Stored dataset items
⁂

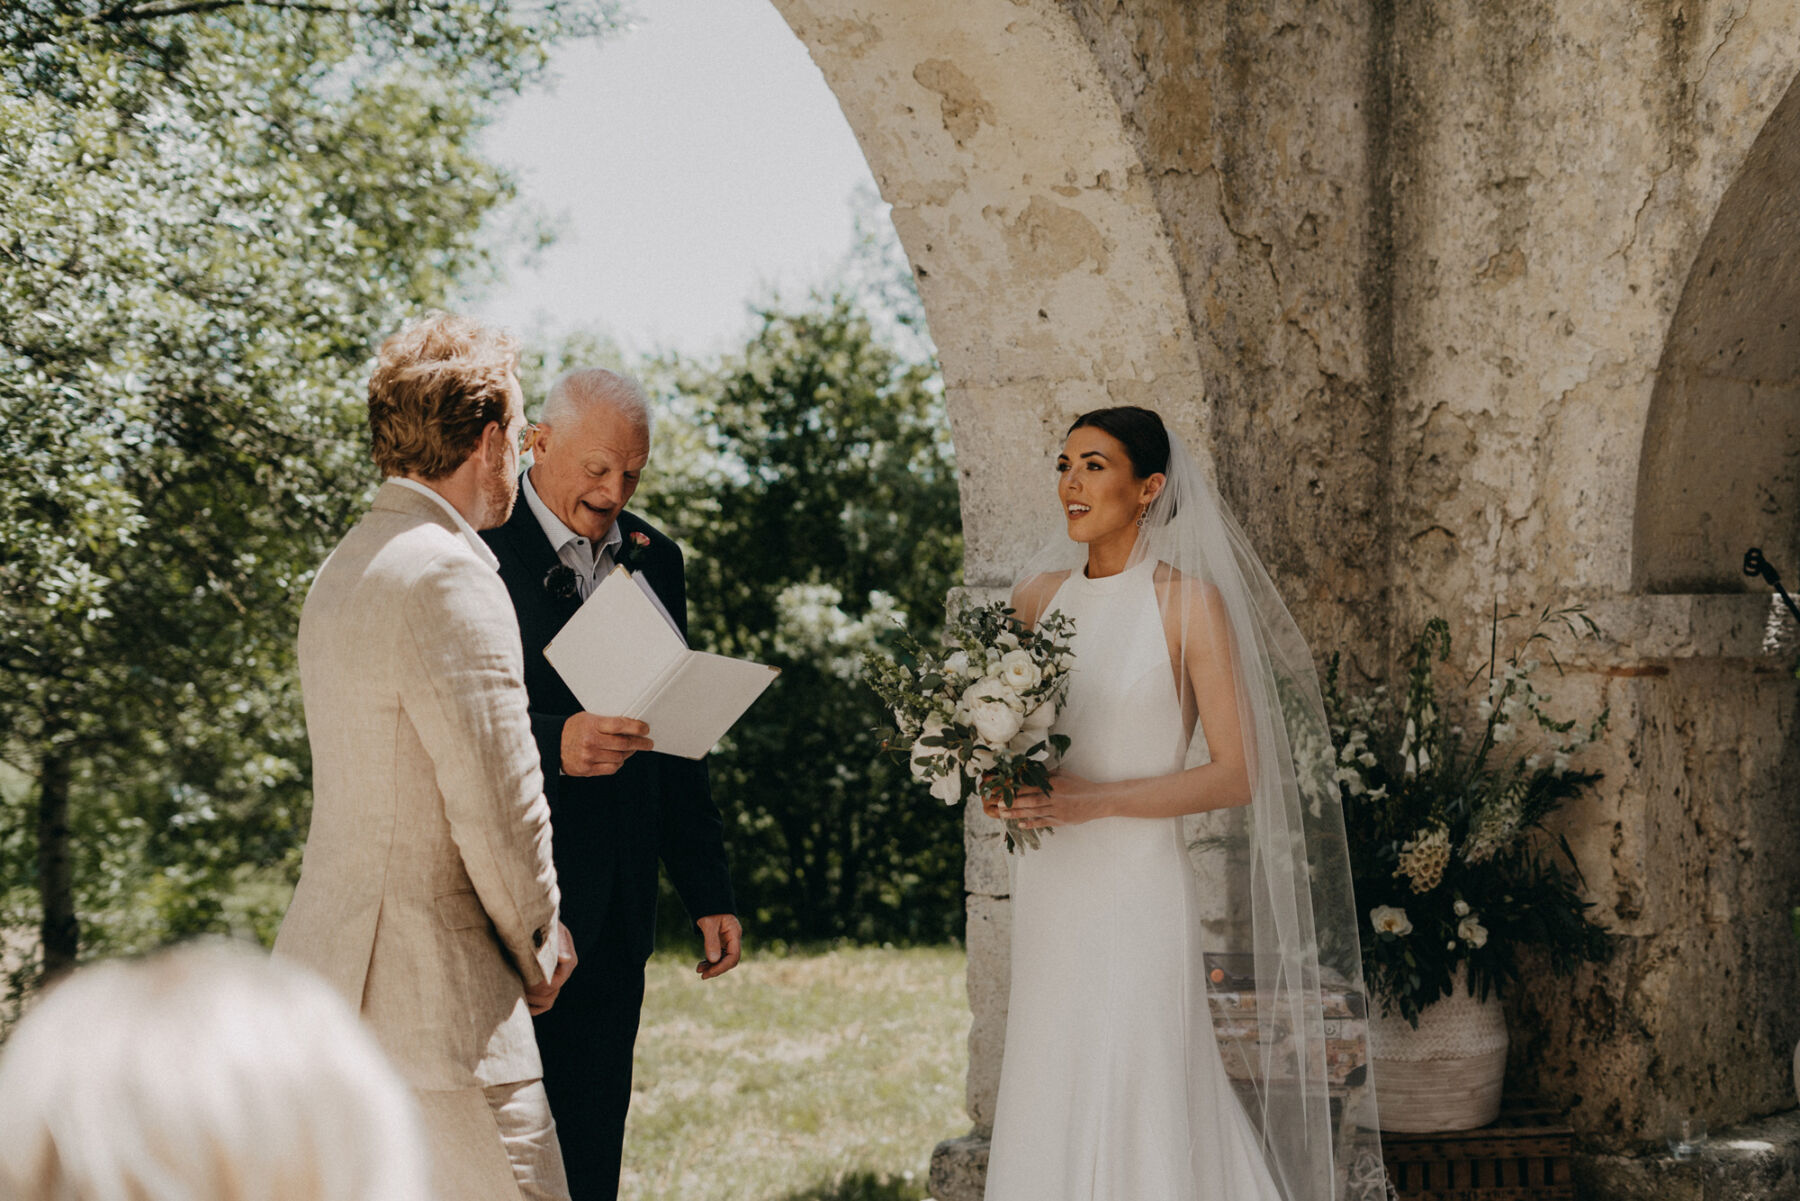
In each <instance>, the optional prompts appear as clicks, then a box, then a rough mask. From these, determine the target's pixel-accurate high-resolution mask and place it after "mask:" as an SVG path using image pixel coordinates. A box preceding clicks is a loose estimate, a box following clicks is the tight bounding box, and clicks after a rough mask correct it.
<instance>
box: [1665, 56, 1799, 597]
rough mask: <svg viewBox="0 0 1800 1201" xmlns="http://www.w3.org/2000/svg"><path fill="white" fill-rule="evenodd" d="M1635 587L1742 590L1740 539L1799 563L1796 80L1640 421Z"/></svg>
mask: <svg viewBox="0 0 1800 1201" xmlns="http://www.w3.org/2000/svg"><path fill="white" fill-rule="evenodd" d="M1636 501H1638V502H1636V517H1634V529H1633V587H1634V591H1642V592H1737V591H1742V589H1744V576H1742V571H1741V556H1742V551H1744V547H1750V546H1762V547H1766V549H1768V553H1769V555H1771V558H1773V556H1777V555H1778V556H1780V560H1782V564H1784V565H1787V571H1789V574H1795V569H1796V565H1800V85H1791V86H1789V90H1787V94H1786V95H1784V97H1782V101H1780V104H1777V106H1775V110H1773V113H1771V115H1769V119H1768V122H1766V124H1764V126H1762V131H1760V133H1759V135H1757V140H1755V144H1753V146H1751V148H1750V153H1748V157H1746V158H1744V166H1742V169H1741V171H1739V175H1737V178H1735V180H1733V182H1732V185H1730V189H1728V191H1726V193H1724V198H1723V200H1721V202H1719V209H1717V212H1715V214H1714V220H1712V227H1710V229H1708V230H1706V238H1705V239H1703V243H1701V247H1699V254H1697V256H1696V259H1694V266H1692V270H1690V272H1688V279H1687V284H1685V288H1683V292H1681V301H1679V303H1678V306H1676V315H1674V321H1672V322H1670V326H1669V335H1667V339H1665V342H1663V353H1661V362H1660V364H1658V369H1656V384H1654V389H1652V393H1651V407H1649V416H1647V421H1645V430H1643V450H1642V456H1640V466H1638V499H1636Z"/></svg>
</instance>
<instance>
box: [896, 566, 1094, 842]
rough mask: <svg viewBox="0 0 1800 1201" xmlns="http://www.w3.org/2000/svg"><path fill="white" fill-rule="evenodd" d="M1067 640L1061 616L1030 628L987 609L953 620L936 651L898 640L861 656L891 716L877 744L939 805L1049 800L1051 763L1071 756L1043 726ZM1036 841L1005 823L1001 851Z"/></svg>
mask: <svg viewBox="0 0 1800 1201" xmlns="http://www.w3.org/2000/svg"><path fill="white" fill-rule="evenodd" d="M1073 632H1075V621H1073V619H1071V618H1066V616H1064V614H1062V612H1051V614H1046V616H1044V618H1042V619H1040V621H1039V623H1037V628H1035V630H1033V628H1031V627H1026V625H1024V623H1022V621H1019V618H1017V616H1015V614H1013V610H1012V609H1008V607H1006V605H1003V603H999V601H995V603H988V605H981V607H976V609H967V610H963V612H961V614H958V616H956V618H954V619H952V621H950V625H949V627H947V628H945V634H943V645H940V646H925V645H922V643H920V641H918V639H914V637H913V636H911V634H905V632H902V634H900V636H898V639H896V643H898V645H896V654H884V652H878V650H871V652H868V654H866V655H864V679H866V681H868V684H869V688H873V690H875V693H877V695H878V697H880V699H882V702H884V704H886V706H887V708H889V709H891V711H893V715H895V726H896V736H893V738H889V740H887V742H886V744H884V745H886V747H887V749H889V751H893V753H895V754H904V756H905V762H907V763H909V765H911V771H913V778H914V780H918V781H920V783H925V785H929V787H931V794H932V796H934V798H938V799H940V801H943V803H945V805H958V803H961V801H967V799H968V798H972V796H976V794H977V792H985V794H997V796H999V799H1001V803H1003V805H1004V807H1008V808H1010V807H1012V803H1013V799H1015V798H1017V796H1019V790H1021V789H1028V787H1030V789H1042V790H1046V792H1048V790H1049V771H1051V763H1053V758H1055V756H1060V754H1064V753H1066V751H1067V749H1069V740H1067V736H1064V735H1053V733H1051V726H1053V724H1055V720H1057V709H1058V708H1060V704H1062V699H1064V695H1066V693H1067V690H1069V664H1071V661H1073V652H1071V643H1069V639H1071V636H1073ZM1040 834H1042V832H1040V830H1030V828H1024V826H1021V825H1019V823H1017V821H1013V819H1010V817H1008V819H1006V850H1017V848H1021V846H1037V844H1039V841H1040V839H1039V835H1040Z"/></svg>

⁂

- _Problem_
Update the records from the line with "</instance>" through the end of the records, replacing "rough mask" with "coarse mask" and leaving everything else unchanged. Give only those lines.

- _Solution_
</instance>
<instance>
box: [896, 566, 1094, 842]
coarse mask: <svg viewBox="0 0 1800 1201" xmlns="http://www.w3.org/2000/svg"><path fill="white" fill-rule="evenodd" d="M1067 640L1061 616L1030 628L987 609L953 620L936 651L898 640L861 656L891 716L877 744L939 805L1049 800L1051 763L1071 756L1043 726ZM1036 841L1005 823L1001 851Z"/></svg>
mask: <svg viewBox="0 0 1800 1201" xmlns="http://www.w3.org/2000/svg"><path fill="white" fill-rule="evenodd" d="M1073 632H1075V621H1073V619H1071V618H1066V616H1064V614H1062V612H1051V614H1046V616H1044V618H1042V619H1040V621H1039V623H1037V628H1035V630H1033V628H1031V627H1026V625H1024V623H1022V621H1019V618H1017V616H1015V614H1013V610H1012V609H1008V607H1006V605H1003V603H999V601H995V603H988V605H981V607H976V609H967V610H963V612H961V614H958V616H956V618H954V619H952V621H950V625H949V627H947V628H945V634H943V645H940V646H925V645H922V643H920V641H918V639H914V637H913V636H911V634H905V632H902V634H900V636H898V639H896V643H898V645H896V654H884V652H878V650H871V652H868V654H866V655H864V679H866V681H868V684H869V688H873V690H875V693H877V695H878V697H880V699H882V702H884V704H886V706H887V708H889V709H891V711H893V715H895V726H896V736H893V738H889V740H887V742H886V744H884V745H886V747H887V749H889V751H893V753H895V754H904V756H905V762H907V763H909V765H911V771H913V778H914V780H918V781H920V783H925V785H929V787H931V794H932V796H934V798H938V799H940V801H943V803H945V805H958V803H961V801H967V799H968V798H972V796H976V794H977V792H985V794H997V796H999V799H1001V803H1003V805H1004V807H1008V808H1010V807H1012V803H1013V799H1015V798H1017V796H1019V790H1021V789H1028V787H1030V789H1042V790H1046V792H1048V790H1049V771H1051V763H1053V758H1055V756H1060V754H1064V753H1066V751H1067V749H1069V740H1067V736H1064V735H1053V733H1051V726H1053V724H1055V720H1057V709H1058V708H1060V704H1062V699H1064V695H1066V693H1067V690H1069V664H1071V661H1073V652H1071V643H1069V639H1071V636H1073ZM1040 834H1042V832H1040V830H1030V828H1024V826H1021V825H1019V823H1017V821H1013V819H1010V817H1008V819H1006V850H1017V848H1021V846H1037V844H1039V841H1040V839H1039V835H1040Z"/></svg>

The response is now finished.